_WORK TO COMPLETE_.
[a] Answer these about the comment thread on council housing and the tower block tragedy:
(i) Which government department failed to act on review of the building regulations for four years?
(ii) What vote does the commenter Wonderkitty say residents should take?
(iii) How much was the bill the commenter Anon received to renovate the tower block?
[b] Carry the comment thread on council housing and the tower block tragedy further from where it stops.

_PAGE_.
* * * * * * *
The lack of input to the work of the civil service from knowledgeable professionals possibly accounts for why action on review of the building regulations failed to materialise in the Department of Communities and Local Government for four years and why the nonsense of the punitive tax changes for landlords gained traction in the Treasury.
Wonderkitty says
The residents blogs make it very clear that the overpaid KCTMO management team were not qualified/experienced to listen and act on residents complaints. Further, they obstructed and ignored residents concerns and criticisms. Residents should take a vote of no confidence in the Chief Exec of the TMO/ALMO as he has not had the decency to resign.
John says
The CE of RBKC has been “forced” to resign so he says. He should have had the decency to resign as soon as the scale of this tragedy was apparent, but, like the rest of the entire disgraceful public sector staff we now have in this country, he was hanging on waiting to get the big money offer from the Council to “go quietly”.
Anon says
I cant agree this is down to Austerity. We own an ex-council property in a high rise tower block, we received a bill of £30,000 to renovate the tower block. If similar works had been undertaken by myself or a small privately block of the flats, the cost would have been about £15k.
The council was spending more then the £30k for their own council own flats, a they were doing additional works such as renewing kitchen and bathroom, gas central heating etc…
Where was this money coming from. The Blair / Brown government gave councils £40billion to renovate our council housing stock. People say Labour did not build council housing, that is an unfair statement, as they spent the money on renewing council housing stock. As the money was flowing from central government, they were milking it and exaggerating repairs. But people who bought ex-council homes, where landing with very high bills.
* * * * * * *
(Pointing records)
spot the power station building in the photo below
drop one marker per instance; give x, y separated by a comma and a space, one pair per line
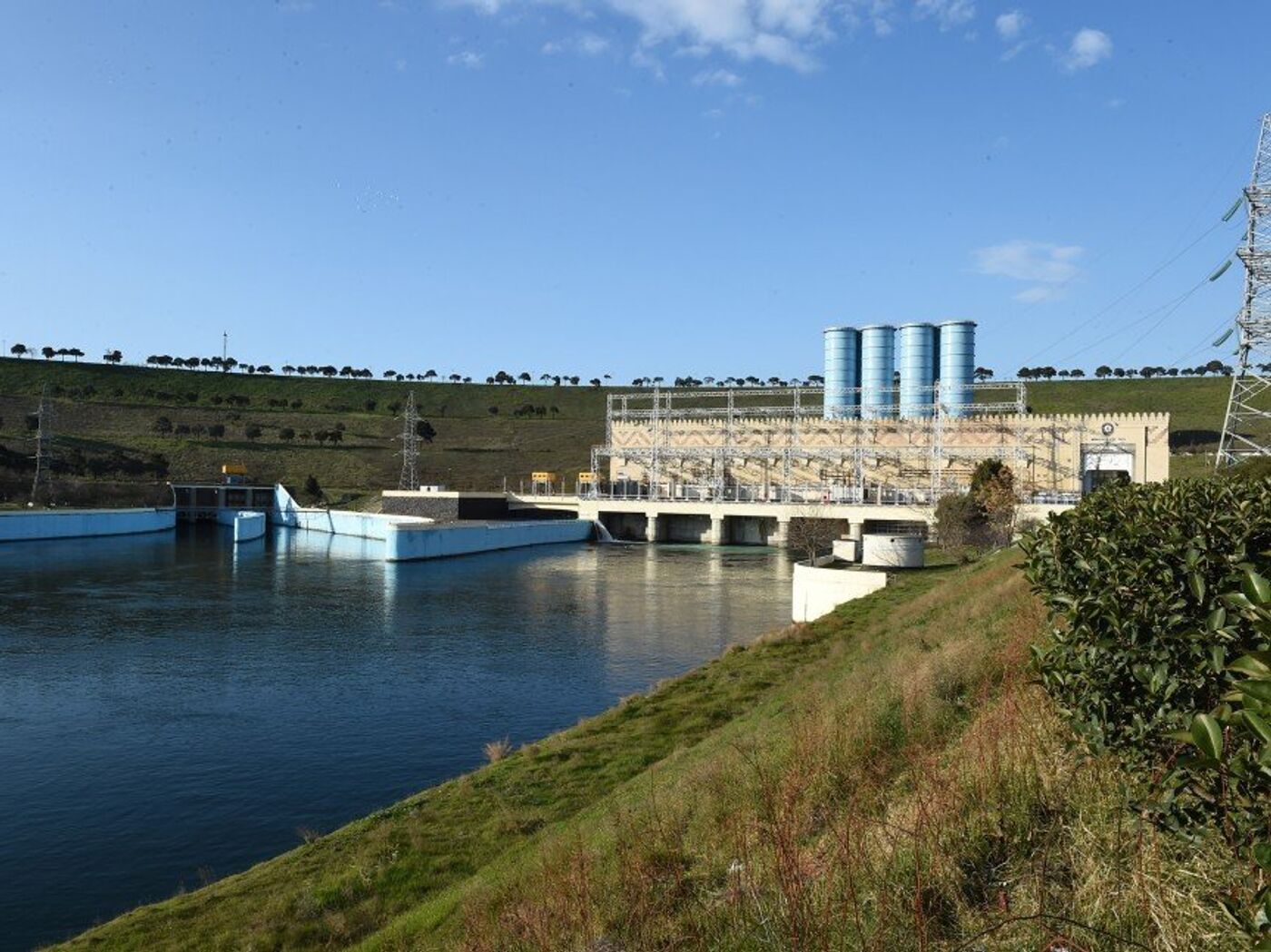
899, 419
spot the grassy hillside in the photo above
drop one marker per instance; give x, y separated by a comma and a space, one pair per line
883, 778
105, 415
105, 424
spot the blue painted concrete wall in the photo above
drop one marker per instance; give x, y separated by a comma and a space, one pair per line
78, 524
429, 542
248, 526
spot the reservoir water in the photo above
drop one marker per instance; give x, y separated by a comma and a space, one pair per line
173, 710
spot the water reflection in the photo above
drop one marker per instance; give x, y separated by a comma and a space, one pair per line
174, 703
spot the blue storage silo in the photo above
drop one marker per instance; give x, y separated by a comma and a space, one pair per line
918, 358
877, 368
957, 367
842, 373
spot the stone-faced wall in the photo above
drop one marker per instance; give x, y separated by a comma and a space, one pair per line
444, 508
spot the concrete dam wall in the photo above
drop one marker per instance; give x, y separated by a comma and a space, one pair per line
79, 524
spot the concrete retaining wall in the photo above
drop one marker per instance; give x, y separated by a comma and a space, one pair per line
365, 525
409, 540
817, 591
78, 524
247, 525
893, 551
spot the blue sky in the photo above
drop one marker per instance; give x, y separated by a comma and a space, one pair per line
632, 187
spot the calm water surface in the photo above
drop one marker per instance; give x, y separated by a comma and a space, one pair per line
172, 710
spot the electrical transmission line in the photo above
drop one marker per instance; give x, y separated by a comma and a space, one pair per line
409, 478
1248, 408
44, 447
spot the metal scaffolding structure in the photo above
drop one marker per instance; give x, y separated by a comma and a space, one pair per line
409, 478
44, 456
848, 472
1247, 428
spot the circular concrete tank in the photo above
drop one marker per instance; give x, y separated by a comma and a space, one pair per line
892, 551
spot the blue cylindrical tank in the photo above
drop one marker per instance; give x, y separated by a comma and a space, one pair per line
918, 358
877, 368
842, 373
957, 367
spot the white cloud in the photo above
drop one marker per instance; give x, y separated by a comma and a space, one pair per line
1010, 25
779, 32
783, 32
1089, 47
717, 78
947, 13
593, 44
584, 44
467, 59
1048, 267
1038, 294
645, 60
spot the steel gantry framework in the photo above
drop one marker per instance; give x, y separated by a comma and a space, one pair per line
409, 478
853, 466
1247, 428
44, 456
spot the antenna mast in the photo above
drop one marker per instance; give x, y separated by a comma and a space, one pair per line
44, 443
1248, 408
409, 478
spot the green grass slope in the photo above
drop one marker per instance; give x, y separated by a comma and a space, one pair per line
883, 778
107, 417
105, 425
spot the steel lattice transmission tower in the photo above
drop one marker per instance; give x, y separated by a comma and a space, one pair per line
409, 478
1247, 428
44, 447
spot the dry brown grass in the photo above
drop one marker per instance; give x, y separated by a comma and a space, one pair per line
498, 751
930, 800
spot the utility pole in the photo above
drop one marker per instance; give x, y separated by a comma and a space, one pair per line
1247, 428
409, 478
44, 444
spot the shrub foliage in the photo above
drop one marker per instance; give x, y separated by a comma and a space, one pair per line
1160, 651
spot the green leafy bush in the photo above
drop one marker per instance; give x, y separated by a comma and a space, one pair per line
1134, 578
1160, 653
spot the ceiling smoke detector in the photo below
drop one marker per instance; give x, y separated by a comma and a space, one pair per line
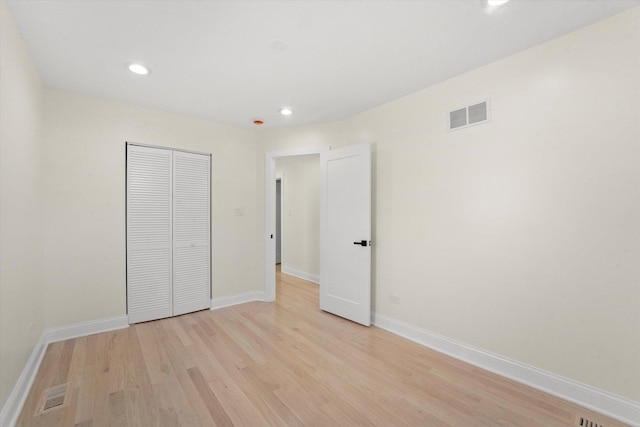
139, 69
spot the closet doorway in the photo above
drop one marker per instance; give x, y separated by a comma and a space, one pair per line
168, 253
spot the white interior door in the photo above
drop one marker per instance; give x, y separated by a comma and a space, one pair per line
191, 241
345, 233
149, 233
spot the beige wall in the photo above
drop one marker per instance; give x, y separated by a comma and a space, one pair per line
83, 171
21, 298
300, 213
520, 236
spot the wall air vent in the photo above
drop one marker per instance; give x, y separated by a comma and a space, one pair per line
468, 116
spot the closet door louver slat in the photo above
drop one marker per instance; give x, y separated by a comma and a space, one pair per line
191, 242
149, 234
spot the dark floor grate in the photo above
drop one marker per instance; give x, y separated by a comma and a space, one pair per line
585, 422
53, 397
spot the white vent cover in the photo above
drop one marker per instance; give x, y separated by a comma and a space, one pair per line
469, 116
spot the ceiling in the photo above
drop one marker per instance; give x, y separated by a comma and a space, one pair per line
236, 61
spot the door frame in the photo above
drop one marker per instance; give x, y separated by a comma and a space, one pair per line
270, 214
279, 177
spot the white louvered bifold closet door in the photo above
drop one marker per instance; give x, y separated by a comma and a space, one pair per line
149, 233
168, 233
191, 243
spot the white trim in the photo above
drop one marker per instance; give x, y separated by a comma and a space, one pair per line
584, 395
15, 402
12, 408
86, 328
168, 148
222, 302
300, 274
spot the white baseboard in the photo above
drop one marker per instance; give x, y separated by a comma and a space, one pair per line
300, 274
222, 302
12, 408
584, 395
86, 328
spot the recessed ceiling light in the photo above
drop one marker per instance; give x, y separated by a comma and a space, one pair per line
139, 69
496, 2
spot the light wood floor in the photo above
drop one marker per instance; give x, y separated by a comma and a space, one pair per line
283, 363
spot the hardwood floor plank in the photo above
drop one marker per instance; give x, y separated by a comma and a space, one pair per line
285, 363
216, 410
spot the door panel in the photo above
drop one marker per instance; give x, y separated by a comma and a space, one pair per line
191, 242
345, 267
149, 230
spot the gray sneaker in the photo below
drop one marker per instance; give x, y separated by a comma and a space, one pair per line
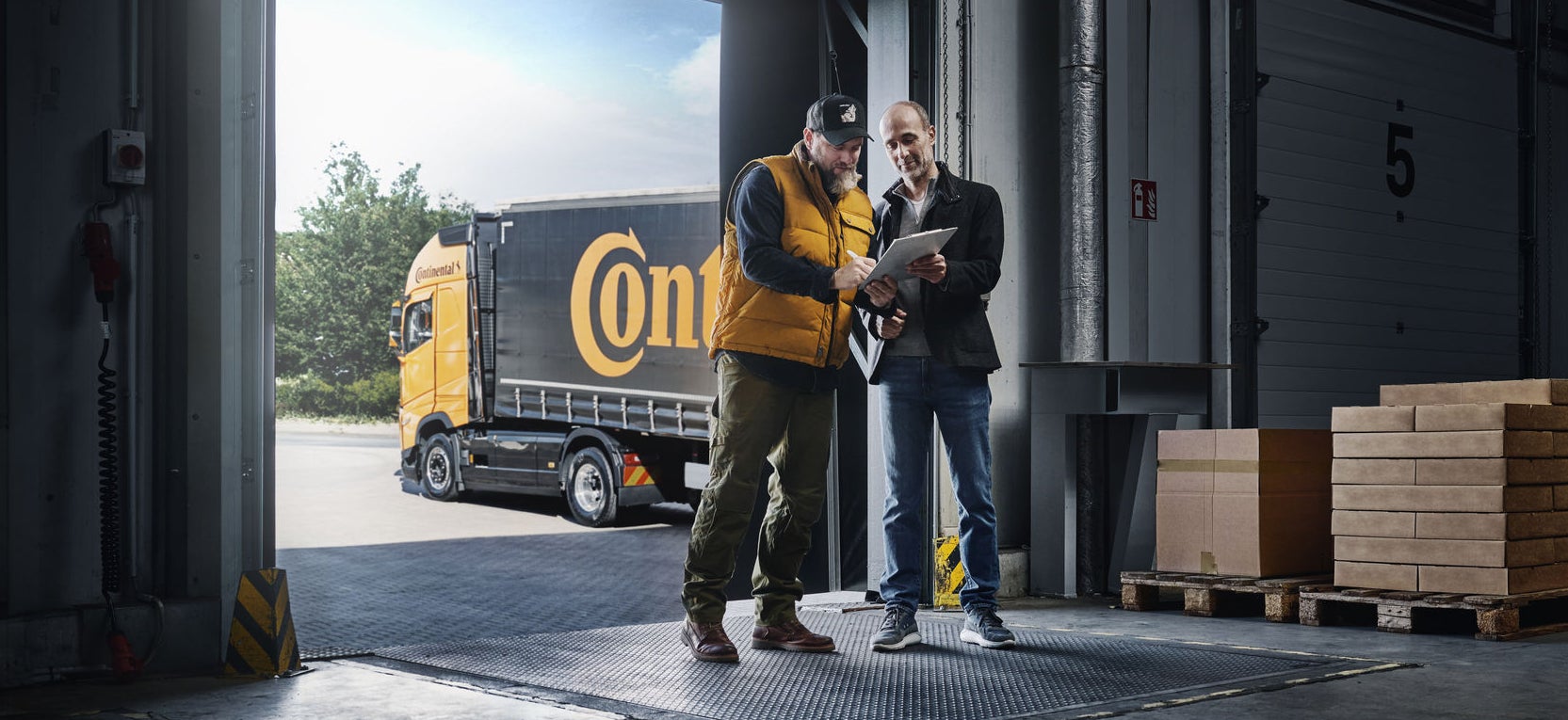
* * * * * * *
_FINAL RESULTS_.
[a]
(i) The Department of Communities and Local Government.
(ii) A vote of no confidence in the Chief Exec of the TMO/ALMO.
(iii) £30,000.

[b]
Some councils sent their leaseholders bills for £50k such as for a roof repairs :
“Local Government Secretary Eric Pickles vowed to introduce the cap after a 93-year-old constituent was landed with a £50,000 bill by her local authority for roof repairs.”
Kensington had finished these works in 2016, but they did spend millions. Camden had finished their cladding in 2007 (according to residents).
People blame Thatcher for not replacing council housing, but I suspect she did n’t trust councils to do build good homes.
Camden Council (London) had 1000 Fire Door missing, if a private landlord had them missing they would get prosecuted. How can councils prosecute landlords, when they can’t manage their own housing stock?. Many councils are charging hundreds of pounds to License private landlords. Calling us ‘slum landlords’.
At Lakanal another tower, another six people died in 2009. Southwark Council admit, it had not done a Fire Risk Assessment. It was a Labour Borough, so everything was covered up to protect their own.
When I build an extension, I pay a fee to the council for Building Control services. So how can we trust them now, if council up and down the country, failed in their duty to detect problems with cladding?